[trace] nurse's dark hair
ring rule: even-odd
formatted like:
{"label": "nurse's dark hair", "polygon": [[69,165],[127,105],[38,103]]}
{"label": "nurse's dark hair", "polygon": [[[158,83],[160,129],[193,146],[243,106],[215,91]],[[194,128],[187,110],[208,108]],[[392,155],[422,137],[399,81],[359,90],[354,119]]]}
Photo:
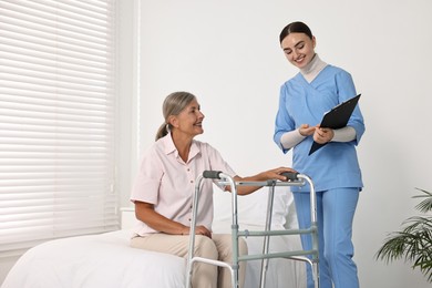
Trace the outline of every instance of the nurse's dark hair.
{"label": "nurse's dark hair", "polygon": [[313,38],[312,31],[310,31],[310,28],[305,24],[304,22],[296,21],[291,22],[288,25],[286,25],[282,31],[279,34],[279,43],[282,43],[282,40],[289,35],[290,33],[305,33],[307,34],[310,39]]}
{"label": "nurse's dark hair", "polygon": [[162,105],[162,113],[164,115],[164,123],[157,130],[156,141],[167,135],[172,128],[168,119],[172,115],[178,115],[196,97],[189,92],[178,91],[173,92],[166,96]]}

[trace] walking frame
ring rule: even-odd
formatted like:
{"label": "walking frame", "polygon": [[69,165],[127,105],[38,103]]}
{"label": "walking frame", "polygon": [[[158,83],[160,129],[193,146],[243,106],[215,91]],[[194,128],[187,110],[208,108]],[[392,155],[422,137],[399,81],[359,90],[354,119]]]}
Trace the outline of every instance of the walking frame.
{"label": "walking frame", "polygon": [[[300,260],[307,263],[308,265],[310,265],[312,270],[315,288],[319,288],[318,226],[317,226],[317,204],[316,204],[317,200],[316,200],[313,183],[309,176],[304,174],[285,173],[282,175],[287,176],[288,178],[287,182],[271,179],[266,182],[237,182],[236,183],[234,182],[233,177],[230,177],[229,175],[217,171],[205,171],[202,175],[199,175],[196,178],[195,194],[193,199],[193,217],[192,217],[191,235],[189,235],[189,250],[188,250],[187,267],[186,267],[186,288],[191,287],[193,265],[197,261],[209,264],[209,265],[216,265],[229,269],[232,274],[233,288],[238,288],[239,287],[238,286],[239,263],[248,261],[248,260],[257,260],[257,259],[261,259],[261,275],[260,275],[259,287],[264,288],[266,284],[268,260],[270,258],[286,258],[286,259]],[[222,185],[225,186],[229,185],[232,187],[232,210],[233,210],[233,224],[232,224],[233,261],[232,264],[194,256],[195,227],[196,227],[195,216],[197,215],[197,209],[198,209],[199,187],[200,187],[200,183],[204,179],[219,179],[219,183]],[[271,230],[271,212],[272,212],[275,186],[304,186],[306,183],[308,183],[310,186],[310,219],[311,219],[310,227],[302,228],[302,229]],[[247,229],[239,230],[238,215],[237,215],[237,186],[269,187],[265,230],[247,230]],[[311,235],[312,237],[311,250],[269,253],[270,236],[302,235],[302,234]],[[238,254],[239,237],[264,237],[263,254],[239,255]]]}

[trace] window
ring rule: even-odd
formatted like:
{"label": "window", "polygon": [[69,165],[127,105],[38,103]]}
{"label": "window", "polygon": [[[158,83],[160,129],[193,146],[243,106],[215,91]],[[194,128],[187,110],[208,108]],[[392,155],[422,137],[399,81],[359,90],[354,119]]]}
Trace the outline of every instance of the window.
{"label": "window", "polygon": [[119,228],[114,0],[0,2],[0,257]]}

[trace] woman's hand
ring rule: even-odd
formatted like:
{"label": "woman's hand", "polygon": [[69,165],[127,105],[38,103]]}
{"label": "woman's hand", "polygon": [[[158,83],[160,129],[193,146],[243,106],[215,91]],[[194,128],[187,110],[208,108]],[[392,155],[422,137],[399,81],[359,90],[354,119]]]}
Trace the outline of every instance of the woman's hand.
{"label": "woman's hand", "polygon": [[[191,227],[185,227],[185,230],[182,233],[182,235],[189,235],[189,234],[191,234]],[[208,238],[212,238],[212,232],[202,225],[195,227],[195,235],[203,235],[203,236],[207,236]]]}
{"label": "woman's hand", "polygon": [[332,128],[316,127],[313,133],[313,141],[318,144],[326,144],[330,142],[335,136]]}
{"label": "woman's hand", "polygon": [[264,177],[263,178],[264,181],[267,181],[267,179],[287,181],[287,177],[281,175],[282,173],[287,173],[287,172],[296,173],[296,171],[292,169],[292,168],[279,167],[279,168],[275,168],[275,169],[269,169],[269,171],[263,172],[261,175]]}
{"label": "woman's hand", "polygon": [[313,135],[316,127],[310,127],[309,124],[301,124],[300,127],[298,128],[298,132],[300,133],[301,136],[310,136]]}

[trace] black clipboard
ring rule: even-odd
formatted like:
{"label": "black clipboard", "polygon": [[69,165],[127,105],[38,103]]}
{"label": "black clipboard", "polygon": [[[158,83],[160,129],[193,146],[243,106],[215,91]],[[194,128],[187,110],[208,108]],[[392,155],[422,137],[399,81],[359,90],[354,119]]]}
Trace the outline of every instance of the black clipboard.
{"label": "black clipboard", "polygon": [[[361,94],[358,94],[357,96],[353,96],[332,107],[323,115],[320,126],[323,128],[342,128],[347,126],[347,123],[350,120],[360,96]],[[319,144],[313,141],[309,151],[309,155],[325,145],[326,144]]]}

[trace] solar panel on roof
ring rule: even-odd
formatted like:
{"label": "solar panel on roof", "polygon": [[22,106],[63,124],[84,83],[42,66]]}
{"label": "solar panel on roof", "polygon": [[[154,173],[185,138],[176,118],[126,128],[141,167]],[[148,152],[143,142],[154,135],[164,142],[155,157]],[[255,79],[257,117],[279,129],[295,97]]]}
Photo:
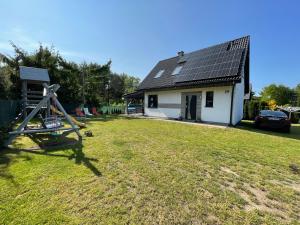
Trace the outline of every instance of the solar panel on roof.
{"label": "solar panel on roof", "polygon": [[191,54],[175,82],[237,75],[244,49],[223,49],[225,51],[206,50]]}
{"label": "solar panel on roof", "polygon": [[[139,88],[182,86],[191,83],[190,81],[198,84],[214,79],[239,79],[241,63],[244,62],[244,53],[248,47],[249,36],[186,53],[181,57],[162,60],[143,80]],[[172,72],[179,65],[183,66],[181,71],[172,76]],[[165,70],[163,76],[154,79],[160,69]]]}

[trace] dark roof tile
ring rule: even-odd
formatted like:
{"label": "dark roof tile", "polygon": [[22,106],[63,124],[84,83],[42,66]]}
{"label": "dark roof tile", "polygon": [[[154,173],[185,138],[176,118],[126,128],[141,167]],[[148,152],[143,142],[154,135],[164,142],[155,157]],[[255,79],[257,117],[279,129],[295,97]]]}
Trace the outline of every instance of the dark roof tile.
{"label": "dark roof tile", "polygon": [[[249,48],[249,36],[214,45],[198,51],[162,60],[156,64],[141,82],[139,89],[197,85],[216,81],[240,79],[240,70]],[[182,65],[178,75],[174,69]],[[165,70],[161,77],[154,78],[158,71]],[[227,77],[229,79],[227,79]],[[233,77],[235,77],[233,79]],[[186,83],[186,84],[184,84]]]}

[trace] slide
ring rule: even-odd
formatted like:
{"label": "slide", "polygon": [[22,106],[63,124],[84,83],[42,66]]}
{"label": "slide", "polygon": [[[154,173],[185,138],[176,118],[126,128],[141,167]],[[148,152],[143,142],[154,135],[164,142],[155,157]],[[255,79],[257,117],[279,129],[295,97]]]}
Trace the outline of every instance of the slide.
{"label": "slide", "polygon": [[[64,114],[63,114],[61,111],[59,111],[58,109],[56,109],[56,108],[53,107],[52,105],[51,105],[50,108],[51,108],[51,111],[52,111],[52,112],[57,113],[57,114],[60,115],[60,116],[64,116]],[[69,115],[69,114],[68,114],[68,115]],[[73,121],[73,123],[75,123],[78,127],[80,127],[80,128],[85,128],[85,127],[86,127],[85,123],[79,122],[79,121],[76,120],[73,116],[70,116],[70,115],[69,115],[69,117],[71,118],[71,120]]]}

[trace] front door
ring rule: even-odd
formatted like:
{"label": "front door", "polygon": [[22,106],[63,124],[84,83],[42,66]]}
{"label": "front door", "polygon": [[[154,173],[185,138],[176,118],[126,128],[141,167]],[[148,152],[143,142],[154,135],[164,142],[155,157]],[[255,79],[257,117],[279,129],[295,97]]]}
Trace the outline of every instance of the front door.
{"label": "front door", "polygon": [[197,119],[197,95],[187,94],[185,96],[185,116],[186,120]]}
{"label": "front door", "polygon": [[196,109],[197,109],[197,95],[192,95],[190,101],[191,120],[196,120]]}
★ ★ ★ ★ ★ ★ ★
*Task details:* Please reproduce the listing above word for word, starting with the line that contains "[trace] front door" and going on through its end.

*Response:*
[trace] front door
ring rule: even-odd
formatted like:
{"label": "front door", "polygon": [[22,106],[63,124],[84,83],[42,66]]}
{"label": "front door", "polygon": [[[154,173],[185,138],[176,118],[126,128],[141,167]],[[148,152],[143,142],[154,135],[164,142],[155,157]],[[255,79],[257,117],[279,129],[295,97]]]}
Trace the outline of every instance of the front door.
{"label": "front door", "polygon": [[197,119],[197,95],[187,94],[185,96],[185,116],[186,120]]}
{"label": "front door", "polygon": [[196,109],[197,109],[197,95],[192,95],[190,101],[191,120],[196,120]]}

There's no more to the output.